**GOAL**
Copy exactly the run of lines that begins at the line with "bumper in this photo." and ends at the final line of the entries.

== == ==

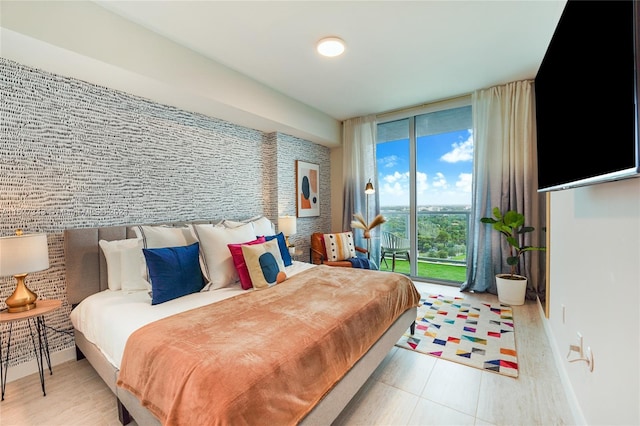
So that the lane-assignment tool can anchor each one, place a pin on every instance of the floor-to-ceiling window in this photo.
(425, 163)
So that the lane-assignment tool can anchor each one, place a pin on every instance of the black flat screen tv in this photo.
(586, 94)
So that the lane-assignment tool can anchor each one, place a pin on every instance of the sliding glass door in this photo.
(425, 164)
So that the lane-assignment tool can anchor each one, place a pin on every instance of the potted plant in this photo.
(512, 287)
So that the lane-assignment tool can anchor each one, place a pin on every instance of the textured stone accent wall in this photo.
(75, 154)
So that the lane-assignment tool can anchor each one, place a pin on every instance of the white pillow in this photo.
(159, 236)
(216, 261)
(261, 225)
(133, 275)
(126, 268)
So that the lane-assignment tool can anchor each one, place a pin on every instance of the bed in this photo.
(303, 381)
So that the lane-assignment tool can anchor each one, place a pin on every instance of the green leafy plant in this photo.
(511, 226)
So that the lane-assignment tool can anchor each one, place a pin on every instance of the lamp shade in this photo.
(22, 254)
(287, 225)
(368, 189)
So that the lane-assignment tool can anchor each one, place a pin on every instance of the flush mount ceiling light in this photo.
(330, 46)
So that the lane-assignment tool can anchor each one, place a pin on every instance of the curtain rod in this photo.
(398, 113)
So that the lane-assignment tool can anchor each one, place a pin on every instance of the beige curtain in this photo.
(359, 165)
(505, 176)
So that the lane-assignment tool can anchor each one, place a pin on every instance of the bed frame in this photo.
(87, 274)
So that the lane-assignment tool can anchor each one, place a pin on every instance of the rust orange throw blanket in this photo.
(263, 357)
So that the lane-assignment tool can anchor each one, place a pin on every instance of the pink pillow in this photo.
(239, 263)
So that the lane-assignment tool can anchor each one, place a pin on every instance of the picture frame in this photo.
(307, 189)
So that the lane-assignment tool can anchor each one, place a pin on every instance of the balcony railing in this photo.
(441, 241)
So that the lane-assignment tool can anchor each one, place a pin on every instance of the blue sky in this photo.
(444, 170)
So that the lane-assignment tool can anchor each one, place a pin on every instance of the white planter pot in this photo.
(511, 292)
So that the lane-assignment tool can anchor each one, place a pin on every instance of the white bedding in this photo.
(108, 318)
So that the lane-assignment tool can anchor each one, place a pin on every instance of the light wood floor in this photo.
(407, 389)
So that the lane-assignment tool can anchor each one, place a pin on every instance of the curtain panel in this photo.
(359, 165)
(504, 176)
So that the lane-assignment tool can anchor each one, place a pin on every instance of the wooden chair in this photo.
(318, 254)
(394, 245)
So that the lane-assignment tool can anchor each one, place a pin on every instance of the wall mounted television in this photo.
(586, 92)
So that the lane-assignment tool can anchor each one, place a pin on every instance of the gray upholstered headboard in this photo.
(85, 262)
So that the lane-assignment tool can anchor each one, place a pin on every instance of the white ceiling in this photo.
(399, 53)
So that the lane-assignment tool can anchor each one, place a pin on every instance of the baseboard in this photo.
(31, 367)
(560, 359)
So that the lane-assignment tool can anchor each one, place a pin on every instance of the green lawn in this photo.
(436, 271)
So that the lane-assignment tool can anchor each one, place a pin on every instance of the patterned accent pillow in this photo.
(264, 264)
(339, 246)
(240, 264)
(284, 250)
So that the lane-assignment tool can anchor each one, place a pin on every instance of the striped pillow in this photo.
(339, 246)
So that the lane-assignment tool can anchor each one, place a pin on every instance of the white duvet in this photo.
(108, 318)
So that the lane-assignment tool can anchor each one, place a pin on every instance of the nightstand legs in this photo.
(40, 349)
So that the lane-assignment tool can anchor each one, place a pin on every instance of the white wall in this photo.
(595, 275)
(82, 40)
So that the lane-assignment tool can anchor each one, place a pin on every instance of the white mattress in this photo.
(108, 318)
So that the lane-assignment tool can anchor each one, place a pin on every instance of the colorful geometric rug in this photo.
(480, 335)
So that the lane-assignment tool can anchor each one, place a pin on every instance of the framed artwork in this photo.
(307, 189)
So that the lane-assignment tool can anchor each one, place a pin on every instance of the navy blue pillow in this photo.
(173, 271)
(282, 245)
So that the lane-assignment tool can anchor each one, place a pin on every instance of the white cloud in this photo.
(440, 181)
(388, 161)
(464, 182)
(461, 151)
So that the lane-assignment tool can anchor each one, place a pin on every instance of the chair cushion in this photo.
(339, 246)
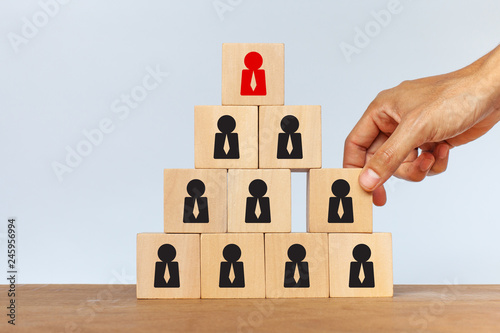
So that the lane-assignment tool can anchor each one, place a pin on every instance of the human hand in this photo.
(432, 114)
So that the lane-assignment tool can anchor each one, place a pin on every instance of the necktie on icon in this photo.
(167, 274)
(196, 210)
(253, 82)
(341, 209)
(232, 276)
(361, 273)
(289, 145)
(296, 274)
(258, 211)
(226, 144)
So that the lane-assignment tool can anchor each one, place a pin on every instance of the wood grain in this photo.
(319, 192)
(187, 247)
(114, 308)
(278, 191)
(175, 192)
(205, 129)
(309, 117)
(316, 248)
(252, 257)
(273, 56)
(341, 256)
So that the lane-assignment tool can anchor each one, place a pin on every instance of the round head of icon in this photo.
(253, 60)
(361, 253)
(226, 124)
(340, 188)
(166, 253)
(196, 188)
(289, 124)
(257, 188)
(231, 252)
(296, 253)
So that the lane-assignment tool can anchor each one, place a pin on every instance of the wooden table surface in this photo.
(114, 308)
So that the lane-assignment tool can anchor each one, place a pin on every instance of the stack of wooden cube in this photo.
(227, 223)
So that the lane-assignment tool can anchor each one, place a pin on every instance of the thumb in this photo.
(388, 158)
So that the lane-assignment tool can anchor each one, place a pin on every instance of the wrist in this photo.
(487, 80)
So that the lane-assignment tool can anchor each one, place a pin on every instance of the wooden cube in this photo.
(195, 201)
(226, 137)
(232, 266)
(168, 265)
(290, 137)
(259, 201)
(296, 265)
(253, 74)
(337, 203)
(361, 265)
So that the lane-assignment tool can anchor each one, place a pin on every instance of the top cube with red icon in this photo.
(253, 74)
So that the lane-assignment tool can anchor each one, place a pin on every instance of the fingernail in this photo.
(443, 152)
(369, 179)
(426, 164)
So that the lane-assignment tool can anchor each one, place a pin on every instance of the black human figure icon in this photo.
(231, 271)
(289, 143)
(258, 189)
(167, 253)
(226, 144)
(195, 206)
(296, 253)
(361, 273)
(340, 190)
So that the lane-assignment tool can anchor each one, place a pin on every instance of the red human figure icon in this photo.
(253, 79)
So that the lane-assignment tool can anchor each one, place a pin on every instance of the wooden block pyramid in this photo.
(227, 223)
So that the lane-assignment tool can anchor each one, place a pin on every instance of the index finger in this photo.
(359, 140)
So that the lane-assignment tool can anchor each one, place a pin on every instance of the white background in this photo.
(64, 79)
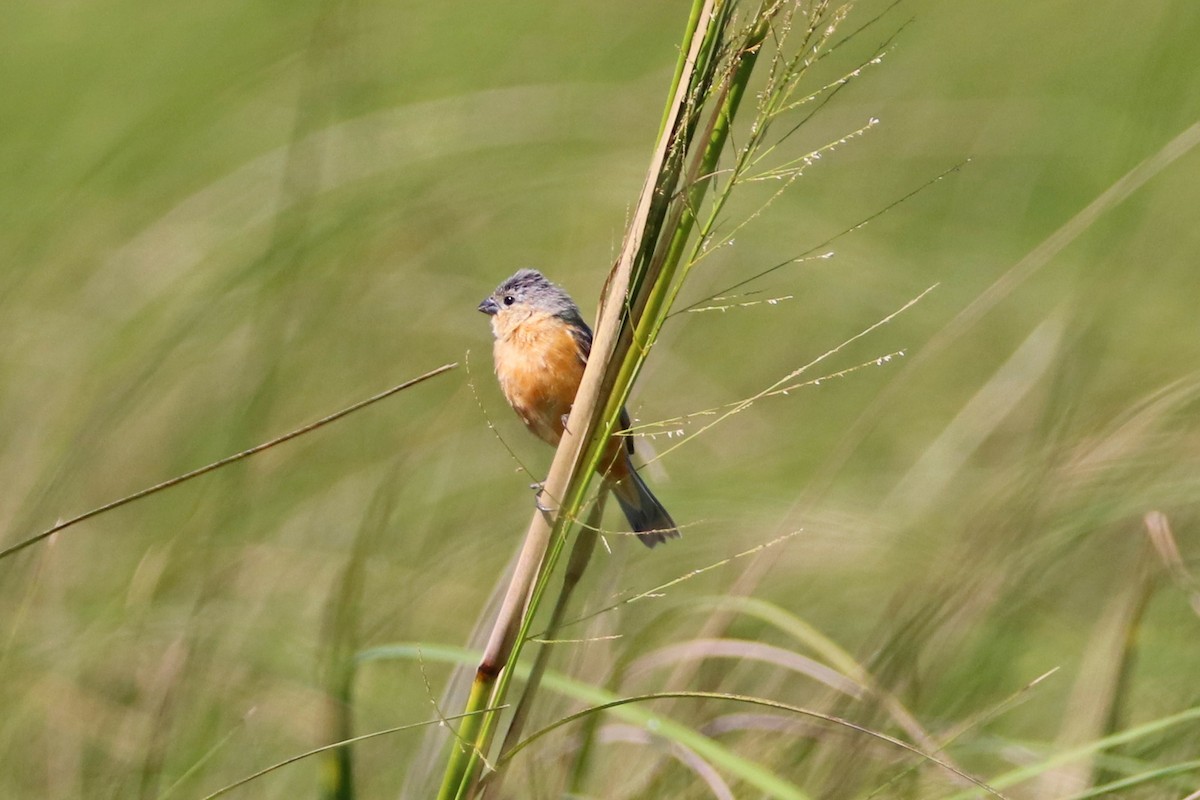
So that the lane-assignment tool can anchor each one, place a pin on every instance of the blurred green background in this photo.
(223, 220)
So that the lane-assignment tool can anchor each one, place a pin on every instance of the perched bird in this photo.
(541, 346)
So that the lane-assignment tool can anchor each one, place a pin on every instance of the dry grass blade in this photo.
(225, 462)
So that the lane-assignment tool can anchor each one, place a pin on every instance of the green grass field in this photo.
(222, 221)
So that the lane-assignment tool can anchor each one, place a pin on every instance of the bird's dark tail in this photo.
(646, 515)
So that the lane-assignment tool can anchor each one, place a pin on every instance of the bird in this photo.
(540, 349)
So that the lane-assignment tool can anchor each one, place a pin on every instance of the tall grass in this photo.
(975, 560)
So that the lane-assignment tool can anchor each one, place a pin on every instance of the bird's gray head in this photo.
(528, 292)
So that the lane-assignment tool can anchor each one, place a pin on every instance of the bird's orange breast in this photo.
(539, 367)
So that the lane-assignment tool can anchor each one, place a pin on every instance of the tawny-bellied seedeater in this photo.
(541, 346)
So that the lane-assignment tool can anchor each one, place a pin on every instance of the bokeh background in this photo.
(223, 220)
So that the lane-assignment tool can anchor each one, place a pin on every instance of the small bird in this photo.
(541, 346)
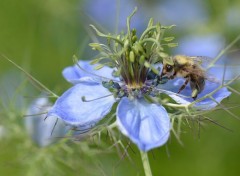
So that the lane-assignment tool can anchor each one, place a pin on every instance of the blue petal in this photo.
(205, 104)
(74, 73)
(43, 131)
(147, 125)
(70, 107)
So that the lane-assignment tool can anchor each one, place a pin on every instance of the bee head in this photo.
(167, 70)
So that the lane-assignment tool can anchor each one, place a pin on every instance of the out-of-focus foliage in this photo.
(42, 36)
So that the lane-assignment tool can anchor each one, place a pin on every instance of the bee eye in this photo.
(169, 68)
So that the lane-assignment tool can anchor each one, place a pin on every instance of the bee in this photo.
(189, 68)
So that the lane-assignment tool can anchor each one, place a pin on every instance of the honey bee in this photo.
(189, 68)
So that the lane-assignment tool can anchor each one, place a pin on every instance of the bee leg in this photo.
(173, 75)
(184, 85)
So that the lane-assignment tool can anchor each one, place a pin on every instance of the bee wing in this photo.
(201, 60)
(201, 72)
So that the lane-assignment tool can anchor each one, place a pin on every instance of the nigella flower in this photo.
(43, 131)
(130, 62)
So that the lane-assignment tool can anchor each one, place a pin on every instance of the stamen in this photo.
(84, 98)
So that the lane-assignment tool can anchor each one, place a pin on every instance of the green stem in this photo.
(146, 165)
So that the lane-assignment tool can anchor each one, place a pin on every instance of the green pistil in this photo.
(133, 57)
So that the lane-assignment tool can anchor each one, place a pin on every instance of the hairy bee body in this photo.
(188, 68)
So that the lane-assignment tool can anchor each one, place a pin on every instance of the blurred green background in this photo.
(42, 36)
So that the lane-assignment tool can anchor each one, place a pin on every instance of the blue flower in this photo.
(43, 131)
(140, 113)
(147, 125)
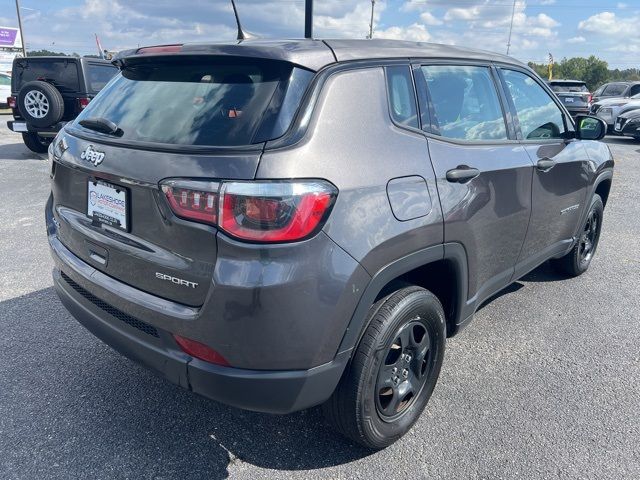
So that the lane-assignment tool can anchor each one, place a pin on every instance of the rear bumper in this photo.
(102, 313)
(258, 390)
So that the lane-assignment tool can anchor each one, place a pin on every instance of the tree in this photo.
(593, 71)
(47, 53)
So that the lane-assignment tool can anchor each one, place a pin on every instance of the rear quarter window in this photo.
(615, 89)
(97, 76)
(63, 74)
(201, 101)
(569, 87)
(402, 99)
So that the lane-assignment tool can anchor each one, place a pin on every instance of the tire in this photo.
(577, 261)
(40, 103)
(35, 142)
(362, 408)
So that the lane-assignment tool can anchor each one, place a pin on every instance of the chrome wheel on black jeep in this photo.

== == ==

**THE REPLY**
So that the lane-assignment tool can anchor each one, place a pin on every instance of the rear bumper in this photo.
(102, 313)
(258, 390)
So that the lane-assignment tool can anchor each one, place a pin on every instance of the tree in this photo.
(593, 71)
(47, 53)
So that the lane-assignment tool can anchor each one, place a pin on every instance of the rear quarter window in this photo.
(615, 89)
(97, 76)
(63, 74)
(201, 101)
(569, 87)
(402, 99)
So that the lane-assignment tool can anchor each one, place a pin on every instance of the tire in this photo.
(577, 261)
(40, 103)
(35, 142)
(362, 408)
So that the lane-assignment tool can anchor each one, place a pin on every instance of the chrome wheel on black jeep in this photo.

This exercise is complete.